= Council of Ministers (Mozambique) =

The Council of Ministers is part of the executive branch of the Mozambican government. The Council currently consists of 20 members; The President, Prime Minister, and 18 ministers. Each minister is the leader of a different ministry. The Prime Minister is the leader of the Council of Ministers and oversees all ministry operations, the Prime Minister and Ministers are all appointed by the president.

The size of the Council of ministers changes frequently. When the President is elected they decide how large their council will be. The current president, Daniel Chapo, started out with 12 ministers and has appointed six more since then. He also plans to appoint two more but they have not been announced yet.

== History ==
The Council of ministers was established following the country's independence from Portugal on June 25, 1975, as part of the newly formed government of the People's Republic of Mozambique, led by the Front for the Liberation of Mozambique (FRELIMO).

_DATA EXCERPT:_
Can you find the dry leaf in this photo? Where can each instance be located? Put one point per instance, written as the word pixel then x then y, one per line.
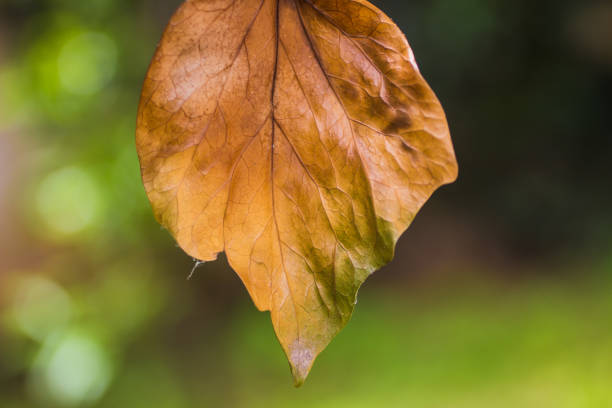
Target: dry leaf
pixel 299 137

_COMPLETE THE FOLLOWING:_
**a.** According to the passage on Mozambique's Council of Ministers, who appoints the Prime Minister and the ministers?
**b.** Quote the passage on Mozambique's Council of Ministers word for word, beginning at the words "The size of" and stopping after "of Mozambique (FRELIMO).".
**c.** Extend the passage on Mozambique's Council of Ministers from the point where it stops.
The material above comes from a different source than the passage on Mozambique's Council of Ministers.

_ANSWERS FOR THIS EXERCISE:_
**a.** The president appoints them.

**b.**
The size of the Council of ministers changes frequently. When the President is elected they decide how large their council will be. The current president, Daniel Chapo, started out with 12 ministers and has appointed six more since then. He also plans to appoint two more but they have not been announced yet.

== History ==
The Council of ministers was established following the country's independence from Portugal on June 25, 1975, as part of the newly formed government of the People's Republic of Mozambique, led by the Front for the Liberation of Mozambique (FRELIMO).

**c.**
=== 1975-1990: One Party Socialist period ===
During this period, Mozambique operated under a one-party system governed by FRELIMO, which adopted a Marxist-Leninist political orientation. The council of ministers operated directly under the control of the party, all ministers were appointed and accountable to the central executives. Policy decisions were made by the Council collectively but usually aligned with the directives of the FRELIMO central ideas. At this point the members of the council were exclusively party members and all state governance was centralized.

=== 1990-1992: Constitutional Reform ===
In 1990, Mozambique introduced a new constitution that officially ended the one party system and created a multiparty democracy, freedom of speech, and a market based economy. The new constitution also created a clearer separation of powers between the executive, judicial, and legislative branches. The Council of ministers continues to carry out executive orders but they now had to be more transparent and accountable.

=== Post 1992: Peace and Liberalization ===
Following the Rome General Peace Accords, which ended the Mozambican civil war, the country had their first multiparty elections in 1994. Multiple parties became prominent but FRELIMO was still the dominant party. The council of ministers continued to be the primary executive body, but the composition varied due to presidential appointments. The structure and responsibilities have changed over time often reflecting the priorities of the current government. Despite constitutional reforms and increased competition, FRELIMO has maintained significant control over the executive branch.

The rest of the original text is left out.